▶ _WORK REQUIRED_
Show each line of the data below that contains the word "shirt", copying every such line in full.

▶ _DATA FOR PROCESSING_
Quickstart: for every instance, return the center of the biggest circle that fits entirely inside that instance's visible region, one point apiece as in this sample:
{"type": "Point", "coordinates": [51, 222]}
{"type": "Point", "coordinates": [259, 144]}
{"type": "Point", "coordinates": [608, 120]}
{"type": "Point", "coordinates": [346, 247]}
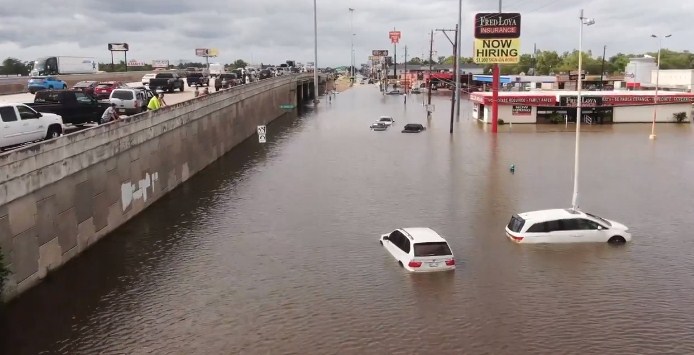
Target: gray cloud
{"type": "Point", "coordinates": [272, 31]}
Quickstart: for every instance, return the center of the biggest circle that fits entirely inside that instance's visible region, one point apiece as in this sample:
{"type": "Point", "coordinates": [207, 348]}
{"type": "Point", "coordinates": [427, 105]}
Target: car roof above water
{"type": "Point", "coordinates": [423, 235]}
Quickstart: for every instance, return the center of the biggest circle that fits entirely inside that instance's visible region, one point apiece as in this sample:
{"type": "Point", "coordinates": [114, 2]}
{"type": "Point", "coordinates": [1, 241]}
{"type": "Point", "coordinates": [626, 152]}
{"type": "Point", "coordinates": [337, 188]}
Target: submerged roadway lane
{"type": "Point", "coordinates": [274, 248]}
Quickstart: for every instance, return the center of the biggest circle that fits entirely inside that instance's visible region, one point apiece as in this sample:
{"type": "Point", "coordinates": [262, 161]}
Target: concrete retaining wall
{"type": "Point", "coordinates": [59, 197]}
{"type": "Point", "coordinates": [19, 84]}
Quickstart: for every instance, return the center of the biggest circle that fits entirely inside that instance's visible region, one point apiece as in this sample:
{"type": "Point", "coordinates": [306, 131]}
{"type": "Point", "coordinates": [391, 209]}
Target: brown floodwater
{"type": "Point", "coordinates": [274, 248]}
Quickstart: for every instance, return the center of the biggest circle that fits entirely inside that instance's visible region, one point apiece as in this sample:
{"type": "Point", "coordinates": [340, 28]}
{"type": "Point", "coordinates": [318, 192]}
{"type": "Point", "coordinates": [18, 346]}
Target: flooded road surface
{"type": "Point", "coordinates": [274, 249]}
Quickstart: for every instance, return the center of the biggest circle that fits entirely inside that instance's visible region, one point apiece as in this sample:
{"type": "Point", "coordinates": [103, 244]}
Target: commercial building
{"type": "Point", "coordinates": [599, 107]}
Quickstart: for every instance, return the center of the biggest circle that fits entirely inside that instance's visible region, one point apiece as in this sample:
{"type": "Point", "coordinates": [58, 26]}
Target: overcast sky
{"type": "Point", "coordinates": [272, 31]}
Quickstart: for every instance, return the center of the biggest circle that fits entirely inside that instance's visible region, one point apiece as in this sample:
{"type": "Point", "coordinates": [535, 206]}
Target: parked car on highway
{"type": "Point", "coordinates": [413, 128]}
{"type": "Point", "coordinates": [22, 124]}
{"type": "Point", "coordinates": [86, 87]}
{"type": "Point", "coordinates": [74, 106]}
{"type": "Point", "coordinates": [419, 249]}
{"type": "Point", "coordinates": [167, 82]}
{"type": "Point", "coordinates": [131, 101]}
{"type": "Point", "coordinates": [38, 83]}
{"type": "Point", "coordinates": [198, 78]}
{"type": "Point", "coordinates": [103, 89]}
{"type": "Point", "coordinates": [147, 77]}
{"type": "Point", "coordinates": [225, 81]}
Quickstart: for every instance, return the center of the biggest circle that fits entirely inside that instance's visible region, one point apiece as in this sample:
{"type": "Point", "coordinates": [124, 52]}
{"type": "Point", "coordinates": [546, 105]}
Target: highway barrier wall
{"type": "Point", "coordinates": [59, 197]}
{"type": "Point", "coordinates": [18, 85]}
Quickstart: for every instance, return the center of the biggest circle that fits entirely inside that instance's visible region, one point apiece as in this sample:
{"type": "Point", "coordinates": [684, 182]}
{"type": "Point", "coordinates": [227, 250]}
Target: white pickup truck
{"type": "Point", "coordinates": [20, 123]}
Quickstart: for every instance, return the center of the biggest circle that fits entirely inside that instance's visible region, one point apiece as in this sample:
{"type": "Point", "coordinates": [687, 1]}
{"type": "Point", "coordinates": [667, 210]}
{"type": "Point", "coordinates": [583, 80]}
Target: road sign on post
{"type": "Point", "coordinates": [262, 134]}
{"type": "Point", "coordinates": [497, 40]}
{"type": "Point", "coordinates": [394, 36]}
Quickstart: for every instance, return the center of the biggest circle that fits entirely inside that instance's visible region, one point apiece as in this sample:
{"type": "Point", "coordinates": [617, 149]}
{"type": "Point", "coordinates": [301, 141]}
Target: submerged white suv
{"type": "Point", "coordinates": [419, 249]}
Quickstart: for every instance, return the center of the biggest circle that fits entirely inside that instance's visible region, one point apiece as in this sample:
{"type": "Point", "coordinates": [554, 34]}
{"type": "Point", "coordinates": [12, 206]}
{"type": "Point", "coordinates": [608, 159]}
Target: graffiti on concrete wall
{"type": "Point", "coordinates": [135, 191]}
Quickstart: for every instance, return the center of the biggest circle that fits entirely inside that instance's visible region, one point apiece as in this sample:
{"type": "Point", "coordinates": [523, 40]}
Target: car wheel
{"type": "Point", "coordinates": [617, 239]}
{"type": "Point", "coordinates": [53, 132]}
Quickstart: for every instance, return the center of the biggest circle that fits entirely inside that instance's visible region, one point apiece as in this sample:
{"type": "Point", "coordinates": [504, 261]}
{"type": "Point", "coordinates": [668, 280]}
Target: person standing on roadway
{"type": "Point", "coordinates": [110, 114]}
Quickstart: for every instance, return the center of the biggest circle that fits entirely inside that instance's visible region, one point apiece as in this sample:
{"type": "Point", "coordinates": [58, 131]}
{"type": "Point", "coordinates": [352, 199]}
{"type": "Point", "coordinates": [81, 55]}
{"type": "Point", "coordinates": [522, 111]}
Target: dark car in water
{"type": "Point", "coordinates": [413, 128]}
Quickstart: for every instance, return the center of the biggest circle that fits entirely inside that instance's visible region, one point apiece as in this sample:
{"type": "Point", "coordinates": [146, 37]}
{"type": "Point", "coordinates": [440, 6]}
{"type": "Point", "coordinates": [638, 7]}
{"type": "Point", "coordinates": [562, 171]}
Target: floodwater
{"type": "Point", "coordinates": [274, 248]}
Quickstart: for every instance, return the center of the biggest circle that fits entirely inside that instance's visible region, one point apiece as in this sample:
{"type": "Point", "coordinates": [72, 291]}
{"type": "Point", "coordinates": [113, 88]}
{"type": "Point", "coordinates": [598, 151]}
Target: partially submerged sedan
{"type": "Point", "coordinates": [419, 249]}
{"type": "Point", "coordinates": [378, 126]}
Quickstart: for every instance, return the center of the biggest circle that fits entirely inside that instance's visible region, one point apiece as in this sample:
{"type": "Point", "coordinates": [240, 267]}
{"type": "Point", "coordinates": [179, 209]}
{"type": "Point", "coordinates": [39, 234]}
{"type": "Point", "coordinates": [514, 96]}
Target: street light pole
{"type": "Point", "coordinates": [657, 82]}
{"type": "Point", "coordinates": [351, 52]}
{"type": "Point", "coordinates": [459, 38]}
{"type": "Point", "coordinates": [315, 54]}
{"type": "Point", "coordinates": [579, 104]}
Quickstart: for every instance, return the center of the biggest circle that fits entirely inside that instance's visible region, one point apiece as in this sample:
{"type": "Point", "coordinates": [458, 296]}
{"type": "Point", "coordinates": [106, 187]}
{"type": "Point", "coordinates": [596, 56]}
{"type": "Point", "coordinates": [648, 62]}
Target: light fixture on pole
{"type": "Point", "coordinates": [315, 54]}
{"type": "Point", "coordinates": [657, 82]}
{"type": "Point", "coordinates": [579, 104]}
{"type": "Point", "coordinates": [351, 52]}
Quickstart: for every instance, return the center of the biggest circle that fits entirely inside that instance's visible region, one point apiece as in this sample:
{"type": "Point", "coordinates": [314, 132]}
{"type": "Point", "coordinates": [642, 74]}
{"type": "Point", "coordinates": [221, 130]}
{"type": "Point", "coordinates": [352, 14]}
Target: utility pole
{"type": "Point", "coordinates": [431, 62]}
{"type": "Point", "coordinates": [602, 68]}
{"type": "Point", "coordinates": [495, 91]}
{"type": "Point", "coordinates": [455, 69]}
{"type": "Point", "coordinates": [406, 78]}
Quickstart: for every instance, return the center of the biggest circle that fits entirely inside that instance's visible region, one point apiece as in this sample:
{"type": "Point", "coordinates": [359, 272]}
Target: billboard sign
{"type": "Point", "coordinates": [160, 63]}
{"type": "Point", "coordinates": [135, 63]}
{"type": "Point", "coordinates": [118, 47]}
{"type": "Point", "coordinates": [497, 51]}
{"type": "Point", "coordinates": [497, 25]}
{"type": "Point", "coordinates": [394, 36]}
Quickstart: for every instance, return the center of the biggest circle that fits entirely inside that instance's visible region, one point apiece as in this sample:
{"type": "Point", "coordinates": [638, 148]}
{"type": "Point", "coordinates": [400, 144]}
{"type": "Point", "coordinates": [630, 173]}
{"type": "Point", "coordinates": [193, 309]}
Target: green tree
{"type": "Point", "coordinates": [14, 66]}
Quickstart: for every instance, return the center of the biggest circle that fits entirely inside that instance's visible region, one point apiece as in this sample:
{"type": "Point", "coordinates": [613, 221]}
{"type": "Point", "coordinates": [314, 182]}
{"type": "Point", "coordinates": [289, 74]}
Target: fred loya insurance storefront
{"type": "Point", "coordinates": [599, 107]}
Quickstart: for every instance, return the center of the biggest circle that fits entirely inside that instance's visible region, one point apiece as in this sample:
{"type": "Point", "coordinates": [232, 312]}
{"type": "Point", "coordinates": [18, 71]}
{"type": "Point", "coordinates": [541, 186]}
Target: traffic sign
{"type": "Point", "coordinates": [262, 134]}
{"type": "Point", "coordinates": [497, 51]}
{"type": "Point", "coordinates": [497, 25]}
{"type": "Point", "coordinates": [394, 36]}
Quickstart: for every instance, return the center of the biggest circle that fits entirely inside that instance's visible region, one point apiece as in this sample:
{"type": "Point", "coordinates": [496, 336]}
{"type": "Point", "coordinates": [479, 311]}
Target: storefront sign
{"type": "Point", "coordinates": [630, 100]}
{"type": "Point", "coordinates": [497, 25]}
{"type": "Point", "coordinates": [521, 110]}
{"type": "Point", "coordinates": [534, 100]}
{"type": "Point", "coordinates": [500, 51]}
{"type": "Point", "coordinates": [587, 101]}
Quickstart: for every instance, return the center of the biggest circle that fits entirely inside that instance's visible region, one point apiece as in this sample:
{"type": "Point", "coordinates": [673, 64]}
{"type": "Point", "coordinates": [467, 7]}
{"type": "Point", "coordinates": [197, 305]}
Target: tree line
{"type": "Point", "coordinates": [14, 66]}
{"type": "Point", "coordinates": [551, 62]}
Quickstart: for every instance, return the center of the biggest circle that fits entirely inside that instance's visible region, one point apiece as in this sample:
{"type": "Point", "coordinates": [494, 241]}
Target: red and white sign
{"type": "Point", "coordinates": [531, 100]}
{"type": "Point", "coordinates": [632, 100]}
{"type": "Point", "coordinates": [394, 36]}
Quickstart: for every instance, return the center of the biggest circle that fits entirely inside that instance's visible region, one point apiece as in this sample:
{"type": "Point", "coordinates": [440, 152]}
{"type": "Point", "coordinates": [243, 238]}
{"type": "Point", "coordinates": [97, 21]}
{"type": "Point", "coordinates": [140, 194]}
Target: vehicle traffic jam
{"type": "Point", "coordinates": [58, 109]}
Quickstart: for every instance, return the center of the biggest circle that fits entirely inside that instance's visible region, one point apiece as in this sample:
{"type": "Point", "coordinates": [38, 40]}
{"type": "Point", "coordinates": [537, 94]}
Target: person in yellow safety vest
{"type": "Point", "coordinates": [154, 103]}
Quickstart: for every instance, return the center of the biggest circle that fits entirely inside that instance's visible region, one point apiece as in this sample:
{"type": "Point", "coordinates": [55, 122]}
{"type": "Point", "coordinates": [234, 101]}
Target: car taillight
{"type": "Point", "coordinates": [516, 239]}
{"type": "Point", "coordinates": [414, 263]}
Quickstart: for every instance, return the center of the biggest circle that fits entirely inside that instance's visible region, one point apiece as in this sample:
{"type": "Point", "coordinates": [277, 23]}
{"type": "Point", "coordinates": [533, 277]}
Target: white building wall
{"type": "Point", "coordinates": [674, 77]}
{"type": "Point", "coordinates": [639, 70]}
{"type": "Point", "coordinates": [645, 113]}
{"type": "Point", "coordinates": [506, 113]}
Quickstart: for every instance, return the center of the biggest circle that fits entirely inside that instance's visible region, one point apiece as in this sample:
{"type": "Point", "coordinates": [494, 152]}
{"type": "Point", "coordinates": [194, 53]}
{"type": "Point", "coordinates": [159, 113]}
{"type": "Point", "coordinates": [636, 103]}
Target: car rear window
{"type": "Point", "coordinates": [122, 94]}
{"type": "Point", "coordinates": [516, 223]}
{"type": "Point", "coordinates": [432, 249]}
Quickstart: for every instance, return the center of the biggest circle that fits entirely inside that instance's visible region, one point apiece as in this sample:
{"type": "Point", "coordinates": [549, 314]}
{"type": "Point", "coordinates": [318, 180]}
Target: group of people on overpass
{"type": "Point", "coordinates": [155, 103]}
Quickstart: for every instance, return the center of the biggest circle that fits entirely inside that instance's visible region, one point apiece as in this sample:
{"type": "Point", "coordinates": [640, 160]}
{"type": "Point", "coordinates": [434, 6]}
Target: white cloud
{"type": "Point", "coordinates": [273, 31]}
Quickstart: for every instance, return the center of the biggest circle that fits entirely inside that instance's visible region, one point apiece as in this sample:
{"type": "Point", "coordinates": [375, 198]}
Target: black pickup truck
{"type": "Point", "coordinates": [198, 78]}
{"type": "Point", "coordinates": [167, 82]}
{"type": "Point", "coordinates": [75, 106]}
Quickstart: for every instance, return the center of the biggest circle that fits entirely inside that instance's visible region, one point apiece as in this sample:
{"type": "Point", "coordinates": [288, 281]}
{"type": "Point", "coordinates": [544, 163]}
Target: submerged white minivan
{"type": "Point", "coordinates": [419, 249]}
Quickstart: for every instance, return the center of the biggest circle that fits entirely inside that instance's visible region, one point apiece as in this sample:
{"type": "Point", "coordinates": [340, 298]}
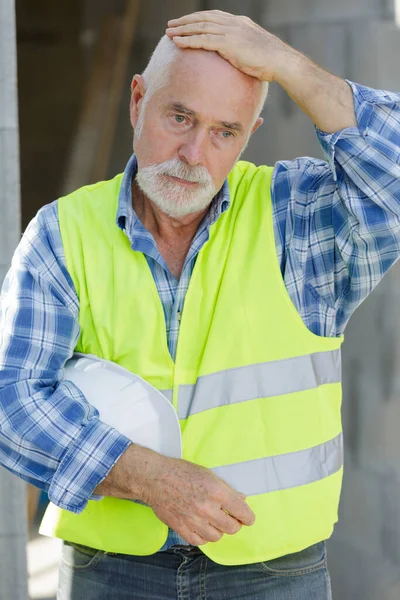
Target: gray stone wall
{"type": "Point", "coordinates": [13, 584]}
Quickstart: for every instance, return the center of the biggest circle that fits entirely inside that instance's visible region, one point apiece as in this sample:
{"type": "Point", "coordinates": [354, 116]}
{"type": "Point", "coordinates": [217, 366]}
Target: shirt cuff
{"type": "Point", "coordinates": [85, 465]}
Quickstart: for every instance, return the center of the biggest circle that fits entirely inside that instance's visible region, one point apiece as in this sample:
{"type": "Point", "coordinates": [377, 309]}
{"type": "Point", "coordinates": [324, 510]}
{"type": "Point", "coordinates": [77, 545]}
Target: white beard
{"type": "Point", "coordinates": [175, 200]}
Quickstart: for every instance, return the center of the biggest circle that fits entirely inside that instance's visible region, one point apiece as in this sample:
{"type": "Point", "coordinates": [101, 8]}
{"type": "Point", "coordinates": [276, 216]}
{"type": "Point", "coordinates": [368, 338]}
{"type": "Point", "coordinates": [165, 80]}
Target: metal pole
{"type": "Point", "coordinates": [13, 530]}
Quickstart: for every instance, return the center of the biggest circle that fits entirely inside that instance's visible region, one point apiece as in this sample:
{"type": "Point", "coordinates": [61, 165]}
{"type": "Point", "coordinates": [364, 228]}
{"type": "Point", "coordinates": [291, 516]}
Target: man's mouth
{"type": "Point", "coordinates": [183, 182]}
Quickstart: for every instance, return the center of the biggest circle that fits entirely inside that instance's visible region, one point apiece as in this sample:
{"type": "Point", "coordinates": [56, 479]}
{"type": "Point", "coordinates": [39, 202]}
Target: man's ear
{"type": "Point", "coordinates": [138, 89]}
{"type": "Point", "coordinates": [257, 124]}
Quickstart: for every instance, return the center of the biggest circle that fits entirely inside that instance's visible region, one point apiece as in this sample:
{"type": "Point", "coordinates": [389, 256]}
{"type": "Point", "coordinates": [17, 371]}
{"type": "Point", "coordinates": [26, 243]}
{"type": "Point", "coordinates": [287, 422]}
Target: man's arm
{"type": "Point", "coordinates": [48, 431]}
{"type": "Point", "coordinates": [325, 98]}
{"type": "Point", "coordinates": [52, 437]}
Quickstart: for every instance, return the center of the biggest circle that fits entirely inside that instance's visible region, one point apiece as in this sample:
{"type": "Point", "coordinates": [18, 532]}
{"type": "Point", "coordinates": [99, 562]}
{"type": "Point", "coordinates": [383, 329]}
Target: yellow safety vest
{"type": "Point", "coordinates": [258, 395]}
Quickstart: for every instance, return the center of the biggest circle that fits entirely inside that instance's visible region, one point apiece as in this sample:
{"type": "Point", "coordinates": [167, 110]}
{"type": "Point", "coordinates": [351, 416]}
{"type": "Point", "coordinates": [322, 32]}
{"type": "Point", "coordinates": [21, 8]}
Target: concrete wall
{"type": "Point", "coordinates": [13, 584]}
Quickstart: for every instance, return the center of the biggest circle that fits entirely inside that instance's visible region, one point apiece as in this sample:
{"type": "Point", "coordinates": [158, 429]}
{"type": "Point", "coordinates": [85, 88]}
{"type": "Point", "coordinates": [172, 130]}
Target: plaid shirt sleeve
{"type": "Point", "coordinates": [337, 222]}
{"type": "Point", "coordinates": [49, 434]}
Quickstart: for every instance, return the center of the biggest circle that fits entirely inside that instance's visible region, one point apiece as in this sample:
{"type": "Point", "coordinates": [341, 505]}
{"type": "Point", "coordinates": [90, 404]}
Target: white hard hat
{"type": "Point", "coordinates": [127, 402]}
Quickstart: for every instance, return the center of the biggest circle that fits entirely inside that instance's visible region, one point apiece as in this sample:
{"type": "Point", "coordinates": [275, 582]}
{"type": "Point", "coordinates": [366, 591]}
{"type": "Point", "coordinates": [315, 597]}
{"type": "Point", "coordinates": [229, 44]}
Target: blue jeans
{"type": "Point", "coordinates": [187, 574]}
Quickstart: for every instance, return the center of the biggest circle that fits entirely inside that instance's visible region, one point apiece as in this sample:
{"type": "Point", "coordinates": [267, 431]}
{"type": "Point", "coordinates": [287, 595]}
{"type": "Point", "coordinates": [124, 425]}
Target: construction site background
{"type": "Point", "coordinates": [75, 62]}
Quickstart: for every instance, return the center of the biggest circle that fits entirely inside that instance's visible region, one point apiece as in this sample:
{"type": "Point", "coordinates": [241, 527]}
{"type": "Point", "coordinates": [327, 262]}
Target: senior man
{"type": "Point", "coordinates": [228, 283]}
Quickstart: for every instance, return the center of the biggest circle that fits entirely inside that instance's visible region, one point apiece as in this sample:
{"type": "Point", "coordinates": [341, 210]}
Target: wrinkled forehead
{"type": "Point", "coordinates": [208, 82]}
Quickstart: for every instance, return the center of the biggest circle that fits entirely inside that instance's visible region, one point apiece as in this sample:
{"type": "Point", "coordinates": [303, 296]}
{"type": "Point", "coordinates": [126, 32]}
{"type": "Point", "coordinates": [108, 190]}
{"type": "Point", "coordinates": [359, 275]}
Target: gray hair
{"type": "Point", "coordinates": [156, 73]}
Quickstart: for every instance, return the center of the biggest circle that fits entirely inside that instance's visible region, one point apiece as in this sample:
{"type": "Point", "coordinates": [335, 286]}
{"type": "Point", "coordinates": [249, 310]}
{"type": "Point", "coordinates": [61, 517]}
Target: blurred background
{"type": "Point", "coordinates": [75, 60]}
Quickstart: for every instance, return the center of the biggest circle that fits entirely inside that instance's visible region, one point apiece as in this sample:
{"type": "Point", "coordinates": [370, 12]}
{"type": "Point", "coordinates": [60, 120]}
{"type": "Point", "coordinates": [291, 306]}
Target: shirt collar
{"type": "Point", "coordinates": [127, 218]}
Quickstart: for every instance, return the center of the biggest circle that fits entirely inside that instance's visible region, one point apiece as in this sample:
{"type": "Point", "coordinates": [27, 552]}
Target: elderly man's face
{"type": "Point", "coordinates": [193, 130]}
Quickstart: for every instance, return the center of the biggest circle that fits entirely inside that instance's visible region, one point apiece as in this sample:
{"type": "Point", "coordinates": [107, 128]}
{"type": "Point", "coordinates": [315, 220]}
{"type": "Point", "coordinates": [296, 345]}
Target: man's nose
{"type": "Point", "coordinates": [193, 150]}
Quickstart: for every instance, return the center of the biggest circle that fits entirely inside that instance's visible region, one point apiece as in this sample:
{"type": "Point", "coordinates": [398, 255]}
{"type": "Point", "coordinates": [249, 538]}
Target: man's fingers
{"type": "Point", "coordinates": [194, 28]}
{"type": "Point", "coordinates": [227, 524]}
{"type": "Point", "coordinates": [241, 511]}
{"type": "Point", "coordinates": [207, 15]}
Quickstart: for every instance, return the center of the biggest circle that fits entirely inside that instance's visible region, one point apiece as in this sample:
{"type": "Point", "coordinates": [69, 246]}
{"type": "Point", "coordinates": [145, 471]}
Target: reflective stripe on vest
{"type": "Point", "coordinates": [285, 471]}
{"type": "Point", "coordinates": [258, 381]}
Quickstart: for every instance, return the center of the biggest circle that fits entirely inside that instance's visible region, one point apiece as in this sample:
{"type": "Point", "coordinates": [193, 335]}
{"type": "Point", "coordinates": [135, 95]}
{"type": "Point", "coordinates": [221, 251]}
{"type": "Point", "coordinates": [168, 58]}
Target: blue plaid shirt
{"type": "Point", "coordinates": [337, 231]}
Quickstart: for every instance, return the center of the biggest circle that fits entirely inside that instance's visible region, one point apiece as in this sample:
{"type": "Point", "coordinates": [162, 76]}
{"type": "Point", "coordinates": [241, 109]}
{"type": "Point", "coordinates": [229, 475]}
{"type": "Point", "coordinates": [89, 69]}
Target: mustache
{"type": "Point", "coordinates": [176, 168]}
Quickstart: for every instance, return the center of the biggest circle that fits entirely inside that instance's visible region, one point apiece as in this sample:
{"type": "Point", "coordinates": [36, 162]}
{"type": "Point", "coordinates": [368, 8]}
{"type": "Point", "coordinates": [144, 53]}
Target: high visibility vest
{"type": "Point", "coordinates": [257, 394]}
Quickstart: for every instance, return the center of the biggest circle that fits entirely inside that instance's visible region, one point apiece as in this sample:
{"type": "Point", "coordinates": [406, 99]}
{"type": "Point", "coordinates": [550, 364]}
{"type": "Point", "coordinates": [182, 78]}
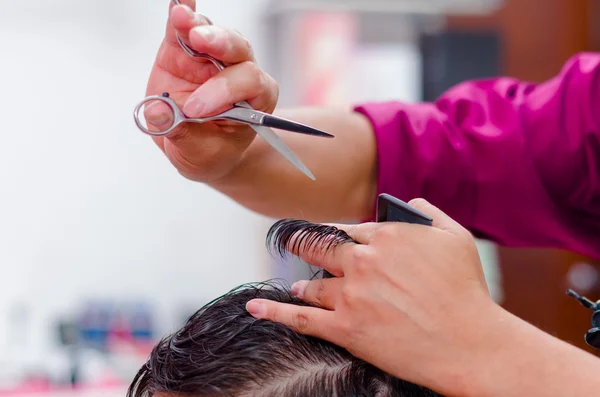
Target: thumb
{"type": "Point", "coordinates": [440, 219]}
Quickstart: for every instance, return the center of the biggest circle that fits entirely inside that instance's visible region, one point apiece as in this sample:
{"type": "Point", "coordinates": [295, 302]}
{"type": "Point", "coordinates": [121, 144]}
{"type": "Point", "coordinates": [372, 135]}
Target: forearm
{"type": "Point", "coordinates": [344, 167]}
{"type": "Point", "coordinates": [517, 359]}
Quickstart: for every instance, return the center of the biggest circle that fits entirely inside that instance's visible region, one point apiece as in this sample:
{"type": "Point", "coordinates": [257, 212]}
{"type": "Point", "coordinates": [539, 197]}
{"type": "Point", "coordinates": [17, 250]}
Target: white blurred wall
{"type": "Point", "coordinates": [89, 207]}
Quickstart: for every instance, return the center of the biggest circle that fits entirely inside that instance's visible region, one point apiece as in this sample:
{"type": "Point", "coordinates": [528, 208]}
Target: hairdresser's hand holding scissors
{"type": "Point", "coordinates": [208, 99]}
{"type": "Point", "coordinates": [413, 301]}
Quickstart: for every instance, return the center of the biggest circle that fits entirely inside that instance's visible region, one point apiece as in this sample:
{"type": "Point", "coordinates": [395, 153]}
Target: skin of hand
{"type": "Point", "coordinates": [228, 157]}
{"type": "Point", "coordinates": [206, 152]}
{"type": "Point", "coordinates": [413, 301]}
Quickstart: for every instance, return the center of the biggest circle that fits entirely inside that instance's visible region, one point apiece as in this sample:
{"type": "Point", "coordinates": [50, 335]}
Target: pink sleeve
{"type": "Point", "coordinates": [514, 162]}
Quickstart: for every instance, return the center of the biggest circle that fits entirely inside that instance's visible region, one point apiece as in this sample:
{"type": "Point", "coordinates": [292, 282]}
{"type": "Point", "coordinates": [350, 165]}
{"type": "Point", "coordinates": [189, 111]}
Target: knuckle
{"type": "Point", "coordinates": [301, 322]}
{"type": "Point", "coordinates": [385, 232]}
{"type": "Point", "coordinates": [363, 257]}
{"type": "Point", "coordinates": [254, 73]}
{"type": "Point", "coordinates": [246, 46]}
{"type": "Point", "coordinates": [418, 203]}
{"type": "Point", "coordinates": [347, 294]}
{"type": "Point", "coordinates": [320, 291]}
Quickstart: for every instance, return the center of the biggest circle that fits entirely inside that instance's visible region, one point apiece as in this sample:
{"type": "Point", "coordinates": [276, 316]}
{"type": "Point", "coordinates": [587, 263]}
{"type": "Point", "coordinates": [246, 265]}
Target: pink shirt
{"type": "Point", "coordinates": [514, 162]}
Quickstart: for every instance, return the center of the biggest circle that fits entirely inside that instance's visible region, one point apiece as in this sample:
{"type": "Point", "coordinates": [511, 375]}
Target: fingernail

▶ _OUTPUT OF THE EXERCISE_
Target: shirt cuff
Target: plaid shirt sleeve
Target: shirt collar
Target: blue plaid shirt
Target: pink shirt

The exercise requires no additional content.